Reproduce the line containing "TARGET: beret badge" exactly, along with each line after it through the end of the data; pictures are left out.
-------
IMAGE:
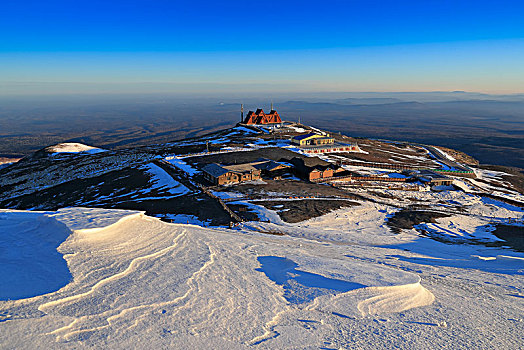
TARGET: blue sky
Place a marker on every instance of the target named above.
(207, 46)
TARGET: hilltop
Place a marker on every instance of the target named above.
(261, 236)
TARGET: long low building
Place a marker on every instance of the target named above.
(313, 143)
(230, 174)
(330, 148)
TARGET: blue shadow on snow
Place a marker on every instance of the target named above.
(300, 286)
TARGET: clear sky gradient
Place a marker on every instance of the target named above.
(210, 46)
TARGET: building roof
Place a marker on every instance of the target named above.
(240, 168)
(215, 170)
(305, 136)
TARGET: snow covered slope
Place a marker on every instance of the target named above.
(140, 282)
(72, 147)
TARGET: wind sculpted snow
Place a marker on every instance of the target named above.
(342, 280)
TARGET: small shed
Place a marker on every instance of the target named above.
(230, 174)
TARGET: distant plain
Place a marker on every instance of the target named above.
(487, 127)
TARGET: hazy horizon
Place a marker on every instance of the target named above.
(275, 46)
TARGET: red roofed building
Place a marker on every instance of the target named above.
(259, 117)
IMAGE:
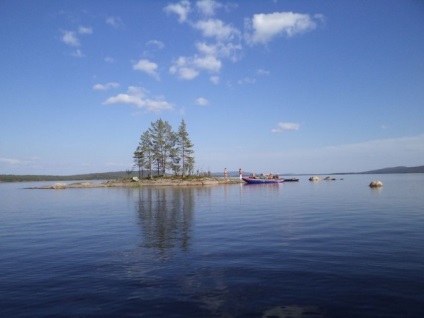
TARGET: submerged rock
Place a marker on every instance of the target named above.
(376, 184)
(314, 178)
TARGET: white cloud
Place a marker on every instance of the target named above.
(182, 9)
(261, 71)
(208, 7)
(183, 69)
(283, 127)
(115, 22)
(109, 59)
(246, 80)
(147, 67)
(209, 62)
(202, 101)
(85, 30)
(155, 43)
(137, 96)
(70, 38)
(262, 28)
(214, 79)
(77, 53)
(105, 87)
(217, 29)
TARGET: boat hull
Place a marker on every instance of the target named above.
(262, 181)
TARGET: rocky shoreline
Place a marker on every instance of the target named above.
(136, 183)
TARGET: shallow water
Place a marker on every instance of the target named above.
(337, 248)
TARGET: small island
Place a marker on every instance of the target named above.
(135, 182)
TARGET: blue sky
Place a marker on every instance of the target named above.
(307, 86)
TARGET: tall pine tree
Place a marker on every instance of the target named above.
(184, 150)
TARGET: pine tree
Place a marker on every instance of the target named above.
(163, 141)
(184, 150)
(145, 150)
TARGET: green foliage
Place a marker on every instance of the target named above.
(163, 149)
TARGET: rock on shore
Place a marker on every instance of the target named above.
(135, 183)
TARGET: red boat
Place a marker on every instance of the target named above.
(262, 180)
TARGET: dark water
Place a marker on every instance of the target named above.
(329, 249)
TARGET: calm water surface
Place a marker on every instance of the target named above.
(332, 248)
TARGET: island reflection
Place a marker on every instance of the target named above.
(165, 216)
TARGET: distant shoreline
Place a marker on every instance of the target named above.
(130, 183)
(231, 174)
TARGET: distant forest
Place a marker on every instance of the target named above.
(128, 174)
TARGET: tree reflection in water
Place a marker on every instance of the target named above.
(165, 217)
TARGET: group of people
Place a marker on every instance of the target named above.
(240, 173)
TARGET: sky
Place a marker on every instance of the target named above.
(281, 86)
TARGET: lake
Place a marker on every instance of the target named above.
(299, 249)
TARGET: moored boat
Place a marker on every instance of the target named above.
(291, 180)
(262, 180)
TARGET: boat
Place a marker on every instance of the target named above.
(251, 180)
(291, 180)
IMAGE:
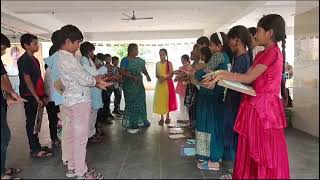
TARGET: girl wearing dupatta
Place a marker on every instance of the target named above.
(164, 97)
(135, 112)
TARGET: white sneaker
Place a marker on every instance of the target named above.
(133, 131)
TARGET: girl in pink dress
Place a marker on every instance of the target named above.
(262, 149)
(182, 86)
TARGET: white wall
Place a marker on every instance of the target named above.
(306, 72)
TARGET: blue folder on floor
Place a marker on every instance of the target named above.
(188, 150)
(191, 141)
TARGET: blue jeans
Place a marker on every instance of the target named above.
(5, 138)
(30, 108)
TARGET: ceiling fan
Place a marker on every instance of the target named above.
(133, 17)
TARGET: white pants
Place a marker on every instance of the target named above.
(92, 123)
(184, 115)
(64, 119)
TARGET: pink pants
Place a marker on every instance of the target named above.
(76, 136)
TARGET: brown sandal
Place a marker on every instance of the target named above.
(13, 171)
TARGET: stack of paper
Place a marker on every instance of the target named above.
(191, 141)
(236, 86)
(176, 136)
(188, 150)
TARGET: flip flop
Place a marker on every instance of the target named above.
(205, 166)
(13, 171)
(46, 154)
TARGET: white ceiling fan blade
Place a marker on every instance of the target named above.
(145, 18)
(126, 15)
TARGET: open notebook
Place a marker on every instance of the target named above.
(236, 86)
(37, 124)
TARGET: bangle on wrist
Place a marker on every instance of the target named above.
(234, 77)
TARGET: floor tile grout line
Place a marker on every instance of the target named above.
(204, 177)
(120, 171)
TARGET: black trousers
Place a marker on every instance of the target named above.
(30, 108)
(117, 98)
(104, 112)
(52, 111)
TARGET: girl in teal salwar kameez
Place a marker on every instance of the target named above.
(135, 112)
(210, 115)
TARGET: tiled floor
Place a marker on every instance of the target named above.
(148, 154)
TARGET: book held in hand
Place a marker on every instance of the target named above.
(37, 124)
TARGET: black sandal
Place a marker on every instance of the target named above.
(13, 171)
(46, 148)
(46, 154)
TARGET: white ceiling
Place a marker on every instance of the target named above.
(101, 20)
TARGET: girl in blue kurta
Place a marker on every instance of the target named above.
(210, 107)
(239, 40)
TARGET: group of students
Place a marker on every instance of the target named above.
(229, 125)
(73, 87)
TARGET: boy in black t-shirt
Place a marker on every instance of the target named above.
(32, 89)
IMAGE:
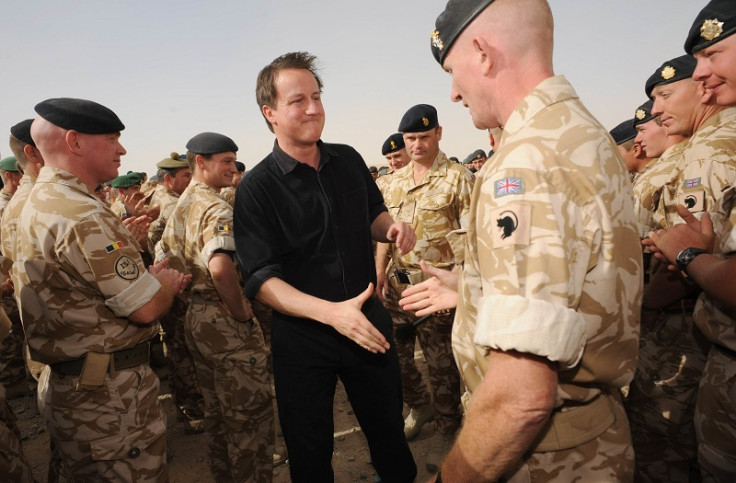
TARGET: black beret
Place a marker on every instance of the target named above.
(671, 71)
(643, 113)
(211, 143)
(22, 131)
(457, 15)
(393, 143)
(419, 118)
(79, 115)
(713, 24)
(623, 132)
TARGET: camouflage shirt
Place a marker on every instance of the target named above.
(553, 261)
(715, 319)
(228, 194)
(436, 205)
(166, 199)
(79, 273)
(705, 167)
(200, 225)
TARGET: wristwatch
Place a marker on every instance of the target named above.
(686, 256)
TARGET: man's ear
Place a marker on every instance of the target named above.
(482, 50)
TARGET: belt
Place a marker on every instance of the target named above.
(123, 359)
(726, 351)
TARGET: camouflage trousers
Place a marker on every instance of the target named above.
(13, 464)
(661, 400)
(715, 417)
(609, 457)
(231, 365)
(184, 382)
(12, 361)
(116, 432)
(435, 339)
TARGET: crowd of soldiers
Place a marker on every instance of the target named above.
(569, 290)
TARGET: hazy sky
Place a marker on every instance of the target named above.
(172, 69)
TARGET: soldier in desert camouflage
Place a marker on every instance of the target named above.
(547, 324)
(88, 305)
(221, 332)
(689, 247)
(433, 196)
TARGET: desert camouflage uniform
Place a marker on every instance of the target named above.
(13, 464)
(673, 351)
(184, 384)
(230, 356)
(553, 268)
(12, 365)
(80, 275)
(715, 417)
(434, 206)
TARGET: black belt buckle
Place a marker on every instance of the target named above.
(403, 276)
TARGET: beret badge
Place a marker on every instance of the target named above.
(437, 42)
(668, 72)
(711, 29)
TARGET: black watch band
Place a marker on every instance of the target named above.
(686, 256)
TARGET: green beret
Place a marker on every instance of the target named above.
(457, 15)
(671, 71)
(175, 161)
(644, 113)
(79, 115)
(393, 143)
(623, 132)
(420, 118)
(22, 131)
(211, 143)
(713, 24)
(126, 180)
(8, 164)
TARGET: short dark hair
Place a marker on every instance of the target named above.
(265, 85)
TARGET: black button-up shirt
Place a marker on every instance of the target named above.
(309, 228)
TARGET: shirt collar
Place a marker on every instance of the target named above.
(287, 164)
(60, 176)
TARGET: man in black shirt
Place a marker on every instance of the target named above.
(304, 219)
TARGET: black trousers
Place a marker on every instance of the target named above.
(308, 357)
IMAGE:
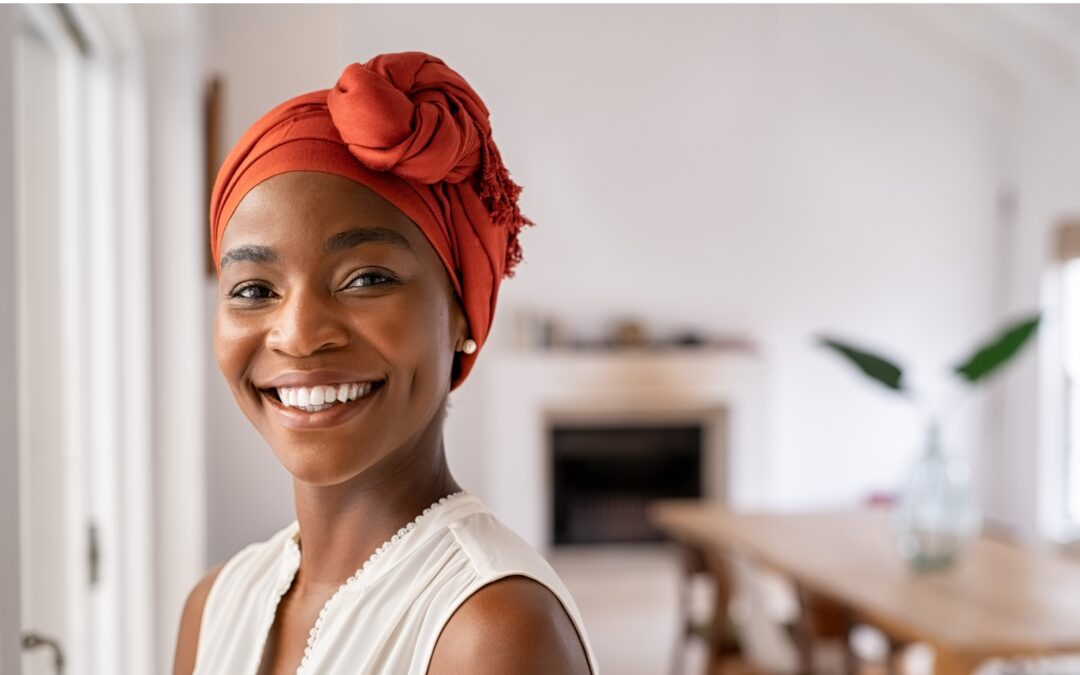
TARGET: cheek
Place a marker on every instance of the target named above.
(416, 334)
(233, 345)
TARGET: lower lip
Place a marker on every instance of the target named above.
(339, 414)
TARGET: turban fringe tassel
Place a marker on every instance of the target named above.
(413, 130)
(499, 193)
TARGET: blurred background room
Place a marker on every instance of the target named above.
(715, 188)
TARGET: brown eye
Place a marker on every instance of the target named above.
(369, 279)
(251, 292)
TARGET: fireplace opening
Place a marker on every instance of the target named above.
(604, 477)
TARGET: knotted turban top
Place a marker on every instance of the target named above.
(412, 130)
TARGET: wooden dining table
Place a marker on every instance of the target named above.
(1000, 599)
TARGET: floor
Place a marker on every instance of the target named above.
(628, 596)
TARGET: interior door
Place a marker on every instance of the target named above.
(54, 532)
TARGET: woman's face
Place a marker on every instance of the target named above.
(336, 325)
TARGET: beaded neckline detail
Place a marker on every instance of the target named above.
(401, 534)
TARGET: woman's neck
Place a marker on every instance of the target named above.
(342, 525)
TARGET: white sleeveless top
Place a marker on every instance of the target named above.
-------
Full answer
TARGET: beret badge
Place a marker on every instance of the target named above.
(437, 42)
(668, 72)
(711, 29)
TARGET: black watch band
Place a marker on every instance of the target named above.
(686, 256)
TARGET: green beret
Place a marker on every instance of the target named above.
(457, 15)
(671, 71)
(175, 161)
(644, 113)
(79, 115)
(393, 143)
(623, 132)
(420, 118)
(22, 131)
(211, 143)
(713, 24)
(126, 180)
(8, 164)
TARGET: short dark hair
Place a marker on every instance of the target named above.
(265, 85)
TARGET: black button-up shirt
Place a marker on every instance of the target named above.
(309, 228)
TARGET: shirt collar
Place a marker on every instance of the target named above.
(287, 164)
(60, 176)
TARGET: man in black shirt
Place a marker on every instance of the target named above.
(304, 219)
TARGET: black trousers
Place a marker on every instance of the target named above.
(308, 357)
IMAGE:
TARGET: cheek
Place a marker on every instance of the target named above.
(416, 334)
(233, 345)
TARGET: lower lip
Place a marker on every instance of the target named above.
(339, 414)
TARGET: turban fringe tassel
Place a marker on every instance of the target named above.
(413, 130)
(499, 193)
TARGET: blurred background room
Place a marker on every instance of the target named above.
(715, 188)
TARGET: brown eye
Place a marker on every instance of the target named above.
(369, 279)
(251, 292)
TARGET: fireplace opening
Place a marker on every instance of the target named above.
(604, 477)
TARGET: knotted turban top
Place a marker on every instance of the target named above.
(412, 130)
TARGET: wooden dining table
Place a marker on every instance of the target named above.
(1000, 599)
TARGET: floor
Place a marker on every instance of the target named above.
(628, 596)
TARGET: interior door
Place a marker on every instance of the target named above.
(54, 532)
TARGET: woman's face
Place a marker on every instance of the target named above.
(336, 325)
TARGET: beaded neckline detail
Place a marker on every instance of the target named above.
(401, 534)
TARGET: woman's neck
Place a marker on every instance of the target named above.
(342, 525)
TARGET: white sleeveless top
Place a marker on every instance of the target named above.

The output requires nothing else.